++++ Raw data

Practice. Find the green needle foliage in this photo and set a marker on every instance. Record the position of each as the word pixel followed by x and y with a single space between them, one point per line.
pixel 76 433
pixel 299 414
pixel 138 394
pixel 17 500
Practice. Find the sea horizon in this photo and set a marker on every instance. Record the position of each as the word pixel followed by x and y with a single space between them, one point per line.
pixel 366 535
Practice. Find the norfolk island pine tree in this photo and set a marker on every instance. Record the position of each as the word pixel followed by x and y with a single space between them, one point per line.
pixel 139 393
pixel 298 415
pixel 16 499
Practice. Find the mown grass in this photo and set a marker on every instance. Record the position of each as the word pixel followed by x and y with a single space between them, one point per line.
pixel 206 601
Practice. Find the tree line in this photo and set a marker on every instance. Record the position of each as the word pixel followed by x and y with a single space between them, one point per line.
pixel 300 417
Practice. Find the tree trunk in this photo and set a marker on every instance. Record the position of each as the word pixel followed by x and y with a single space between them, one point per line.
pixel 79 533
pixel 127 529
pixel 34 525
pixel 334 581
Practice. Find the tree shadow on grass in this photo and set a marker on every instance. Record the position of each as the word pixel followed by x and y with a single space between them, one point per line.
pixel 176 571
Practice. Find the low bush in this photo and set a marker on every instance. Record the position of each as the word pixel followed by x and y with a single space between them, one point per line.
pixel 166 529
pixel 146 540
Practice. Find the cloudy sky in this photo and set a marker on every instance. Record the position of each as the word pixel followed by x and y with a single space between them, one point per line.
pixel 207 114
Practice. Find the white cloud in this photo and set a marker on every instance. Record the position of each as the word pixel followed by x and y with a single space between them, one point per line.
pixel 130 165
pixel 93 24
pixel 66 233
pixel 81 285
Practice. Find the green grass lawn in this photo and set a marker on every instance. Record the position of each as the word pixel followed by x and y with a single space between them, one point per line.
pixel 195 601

++++++++

* Requirement: Whatever lies between the line containing "Practice. Find the low" and the final line above, both included, must be returned exactly.

* Written response:
Practice. Find the low bush in this photo and set a marker on every instance. Record the position of each as the word pixel followed by x and y with a single space between them, one point per line.
pixel 166 529
pixel 146 540
Practice. Find the cloudy sky in this photo and set a marker on every instance. Record the position of each as the word pixel followed by x and y with a single space between them, one point per line.
pixel 207 114
Practice. Find the white cloud in this photo and set a marker on every instance. Record the position of each as the word pixel followed by x and y with a single space between them, one point per line.
pixel 130 165
pixel 93 24
pixel 66 233
pixel 81 285
Practice. Find the green grass lawn in this photo and set a marker on every instance. Record the position of each as the word pixel followed by x and y with a single space between them, one point per line.
pixel 195 601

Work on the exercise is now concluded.